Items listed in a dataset

begin

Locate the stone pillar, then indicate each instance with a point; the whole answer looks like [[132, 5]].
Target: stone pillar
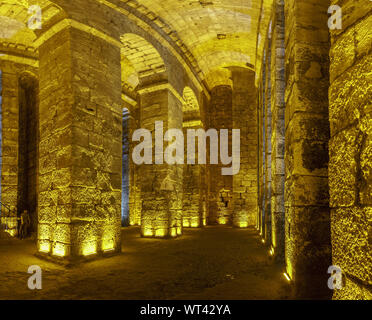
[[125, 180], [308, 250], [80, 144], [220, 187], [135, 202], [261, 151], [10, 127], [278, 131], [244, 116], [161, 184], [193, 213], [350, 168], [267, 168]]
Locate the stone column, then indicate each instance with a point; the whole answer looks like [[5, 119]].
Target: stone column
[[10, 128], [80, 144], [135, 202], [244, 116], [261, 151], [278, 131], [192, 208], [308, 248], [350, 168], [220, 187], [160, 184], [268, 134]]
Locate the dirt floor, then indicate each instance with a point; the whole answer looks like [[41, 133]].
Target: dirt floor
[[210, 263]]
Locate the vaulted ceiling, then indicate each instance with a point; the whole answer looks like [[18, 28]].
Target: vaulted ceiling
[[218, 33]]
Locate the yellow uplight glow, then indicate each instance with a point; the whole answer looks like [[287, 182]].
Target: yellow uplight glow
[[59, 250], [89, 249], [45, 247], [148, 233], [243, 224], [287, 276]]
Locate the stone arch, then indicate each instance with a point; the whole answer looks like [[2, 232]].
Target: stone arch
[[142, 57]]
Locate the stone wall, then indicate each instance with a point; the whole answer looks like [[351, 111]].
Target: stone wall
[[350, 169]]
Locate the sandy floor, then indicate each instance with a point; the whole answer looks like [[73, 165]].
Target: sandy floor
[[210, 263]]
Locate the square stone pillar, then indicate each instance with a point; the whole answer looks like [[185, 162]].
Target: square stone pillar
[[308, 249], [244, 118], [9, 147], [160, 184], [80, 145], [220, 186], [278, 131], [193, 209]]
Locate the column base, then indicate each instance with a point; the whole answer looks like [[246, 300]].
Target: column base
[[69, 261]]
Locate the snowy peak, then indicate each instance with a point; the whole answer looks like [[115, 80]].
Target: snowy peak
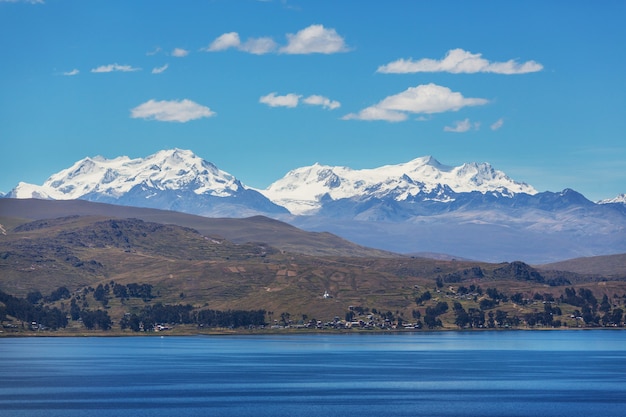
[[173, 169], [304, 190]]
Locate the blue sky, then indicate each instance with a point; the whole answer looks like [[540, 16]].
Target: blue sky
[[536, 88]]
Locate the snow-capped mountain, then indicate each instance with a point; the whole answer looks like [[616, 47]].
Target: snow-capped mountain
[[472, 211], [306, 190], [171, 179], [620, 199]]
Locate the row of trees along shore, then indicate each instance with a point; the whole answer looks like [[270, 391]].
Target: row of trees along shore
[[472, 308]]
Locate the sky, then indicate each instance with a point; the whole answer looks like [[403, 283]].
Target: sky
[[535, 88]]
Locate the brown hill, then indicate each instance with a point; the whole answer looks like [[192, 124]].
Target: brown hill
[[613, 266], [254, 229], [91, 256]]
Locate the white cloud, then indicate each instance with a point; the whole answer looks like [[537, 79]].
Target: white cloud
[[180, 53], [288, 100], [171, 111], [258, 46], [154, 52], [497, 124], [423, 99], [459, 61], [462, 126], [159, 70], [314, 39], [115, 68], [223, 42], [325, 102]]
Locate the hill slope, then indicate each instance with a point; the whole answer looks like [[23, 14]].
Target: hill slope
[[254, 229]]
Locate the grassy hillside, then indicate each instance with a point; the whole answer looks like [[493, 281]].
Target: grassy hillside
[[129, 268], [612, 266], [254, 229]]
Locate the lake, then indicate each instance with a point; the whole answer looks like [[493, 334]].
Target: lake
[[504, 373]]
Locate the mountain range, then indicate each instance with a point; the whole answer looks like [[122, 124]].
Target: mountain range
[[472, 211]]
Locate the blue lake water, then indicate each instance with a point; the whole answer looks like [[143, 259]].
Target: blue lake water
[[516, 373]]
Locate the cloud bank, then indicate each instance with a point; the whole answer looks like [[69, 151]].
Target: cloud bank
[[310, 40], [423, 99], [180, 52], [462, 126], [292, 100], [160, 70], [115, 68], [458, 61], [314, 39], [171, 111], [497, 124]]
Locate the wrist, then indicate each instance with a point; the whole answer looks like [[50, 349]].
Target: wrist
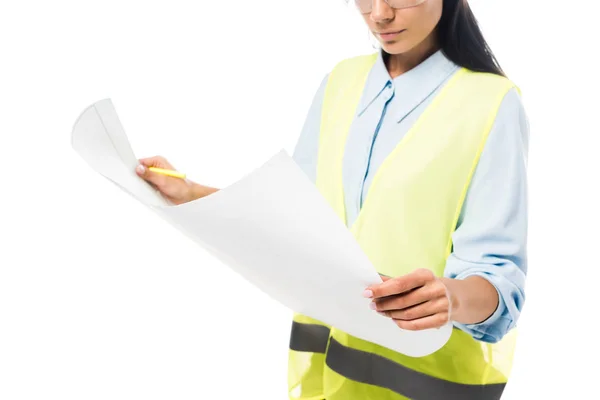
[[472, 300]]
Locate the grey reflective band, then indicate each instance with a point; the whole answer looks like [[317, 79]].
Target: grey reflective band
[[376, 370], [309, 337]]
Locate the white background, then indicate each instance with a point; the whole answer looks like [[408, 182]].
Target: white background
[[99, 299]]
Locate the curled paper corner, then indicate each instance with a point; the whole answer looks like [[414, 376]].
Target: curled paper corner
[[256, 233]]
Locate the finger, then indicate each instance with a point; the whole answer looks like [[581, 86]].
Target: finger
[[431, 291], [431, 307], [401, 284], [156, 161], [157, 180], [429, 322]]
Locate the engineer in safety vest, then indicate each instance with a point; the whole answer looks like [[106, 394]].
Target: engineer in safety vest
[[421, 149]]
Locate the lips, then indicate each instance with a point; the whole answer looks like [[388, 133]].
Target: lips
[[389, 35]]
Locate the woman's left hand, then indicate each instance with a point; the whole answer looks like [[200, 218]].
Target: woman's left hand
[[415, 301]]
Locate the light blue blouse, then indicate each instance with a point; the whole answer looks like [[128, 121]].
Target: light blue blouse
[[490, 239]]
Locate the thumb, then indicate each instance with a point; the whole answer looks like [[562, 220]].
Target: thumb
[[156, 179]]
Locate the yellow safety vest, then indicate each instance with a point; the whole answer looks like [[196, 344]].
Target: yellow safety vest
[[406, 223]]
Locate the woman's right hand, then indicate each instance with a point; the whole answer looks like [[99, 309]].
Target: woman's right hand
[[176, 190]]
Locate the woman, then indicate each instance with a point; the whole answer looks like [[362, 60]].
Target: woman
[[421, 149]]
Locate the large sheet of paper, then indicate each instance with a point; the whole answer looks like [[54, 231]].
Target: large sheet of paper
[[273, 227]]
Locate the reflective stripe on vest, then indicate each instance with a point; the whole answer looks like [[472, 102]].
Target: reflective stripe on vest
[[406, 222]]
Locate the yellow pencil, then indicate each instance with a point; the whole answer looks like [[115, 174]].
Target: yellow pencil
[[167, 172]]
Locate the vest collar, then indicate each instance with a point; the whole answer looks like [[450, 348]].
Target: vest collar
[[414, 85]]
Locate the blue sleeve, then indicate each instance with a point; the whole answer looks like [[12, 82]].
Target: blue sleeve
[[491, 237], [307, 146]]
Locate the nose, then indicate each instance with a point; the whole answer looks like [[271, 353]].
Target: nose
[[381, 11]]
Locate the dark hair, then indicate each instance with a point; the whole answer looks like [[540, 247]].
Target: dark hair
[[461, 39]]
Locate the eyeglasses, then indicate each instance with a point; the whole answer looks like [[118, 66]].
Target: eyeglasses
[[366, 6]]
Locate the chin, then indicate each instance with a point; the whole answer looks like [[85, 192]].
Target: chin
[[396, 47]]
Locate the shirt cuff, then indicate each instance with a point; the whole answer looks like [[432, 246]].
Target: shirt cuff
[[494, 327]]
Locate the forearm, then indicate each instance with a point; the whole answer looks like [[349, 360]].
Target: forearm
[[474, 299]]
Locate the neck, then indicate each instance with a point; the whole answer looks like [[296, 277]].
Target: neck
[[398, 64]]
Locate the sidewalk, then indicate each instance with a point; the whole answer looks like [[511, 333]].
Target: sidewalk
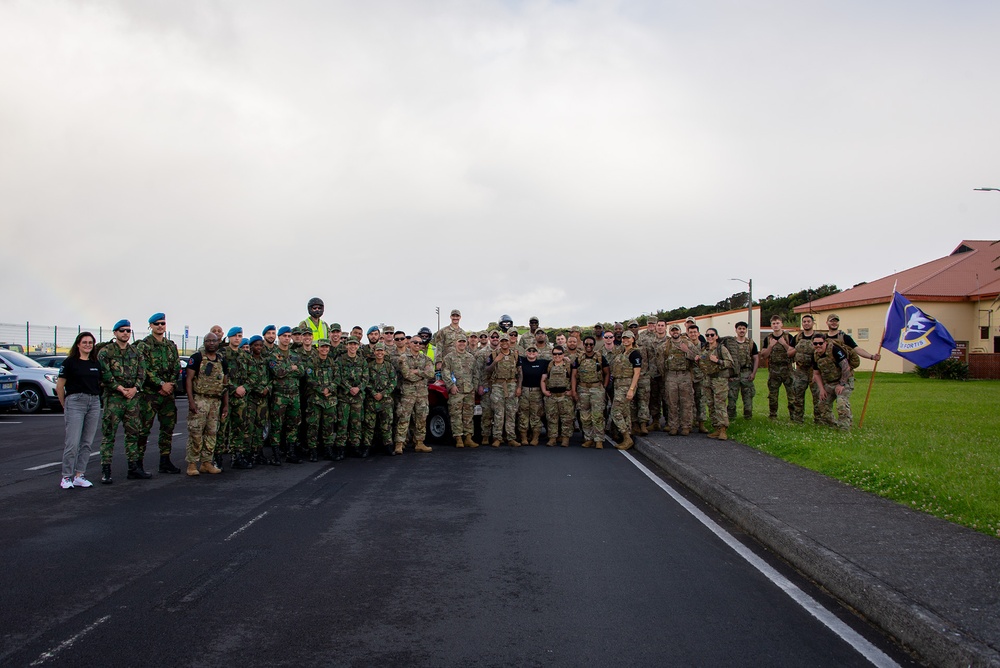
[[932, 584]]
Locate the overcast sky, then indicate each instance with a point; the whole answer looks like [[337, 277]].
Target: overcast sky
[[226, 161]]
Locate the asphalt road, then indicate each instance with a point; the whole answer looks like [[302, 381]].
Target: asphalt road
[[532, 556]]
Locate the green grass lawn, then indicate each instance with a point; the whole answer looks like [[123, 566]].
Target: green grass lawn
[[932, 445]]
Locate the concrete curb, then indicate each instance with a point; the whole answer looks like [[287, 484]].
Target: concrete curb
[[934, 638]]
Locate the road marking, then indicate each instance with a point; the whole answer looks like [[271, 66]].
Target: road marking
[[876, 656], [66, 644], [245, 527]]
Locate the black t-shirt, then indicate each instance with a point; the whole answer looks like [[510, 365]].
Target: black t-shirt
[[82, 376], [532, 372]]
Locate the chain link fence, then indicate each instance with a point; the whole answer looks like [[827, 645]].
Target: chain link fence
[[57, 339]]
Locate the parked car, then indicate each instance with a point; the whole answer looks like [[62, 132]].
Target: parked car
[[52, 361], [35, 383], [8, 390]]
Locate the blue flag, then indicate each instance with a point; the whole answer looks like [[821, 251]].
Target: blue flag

end

= EXERCISE PROMPT =
Rewrite the rows from the beginning through the line containing "[[350, 169]]", swapping "stone column" for "stone post" and leaving everything else unchanged. Omit the pictures from your answer.

= RESPONSE TO THE EXERCISE =
Locate the stone pillar, then indicate each instance with a point; the whole answer looks like [[132, 5]].
Target: stone pillar
[[125, 180], [308, 250], [80, 144], [220, 187], [135, 202], [261, 151], [10, 127], [278, 131], [244, 116], [161, 184], [193, 213], [350, 168], [267, 168]]
Locate the stone post, then indicate each instance with a point; the whole answer looks like [[5, 119]].
Target: stone post
[[10, 128], [80, 144], [135, 202], [244, 116], [261, 151], [278, 131], [192, 208], [308, 248], [350, 168], [220, 187], [160, 184], [268, 134]]
Locate the dirt floor, then indicate each instance with a point; the whole answer looks like [[41, 133]].
Target: dirt floor
[[210, 263]]
Locate the vaulted ceiling, then indicate each instance with a point; the whole answer looks like [[18, 28]].
Target: vaulted ceiling
[[218, 33]]
Locate the yellow uplight glow, then indicate each instance with a point; the whole answer looks like [[287, 182]].
Target: yellow uplight glow
[[59, 250], [89, 249], [45, 247], [148, 233], [243, 224], [287, 276]]
Locate the stone arch, then indicate each instance with a point; the whole answer looks like [[2, 232]].
Target: stone arch
[[142, 57]]
Locate the stone wall, then indicate each instance with a point; the whole answer looks like [[351, 111]].
Target: stone wall
[[350, 169]]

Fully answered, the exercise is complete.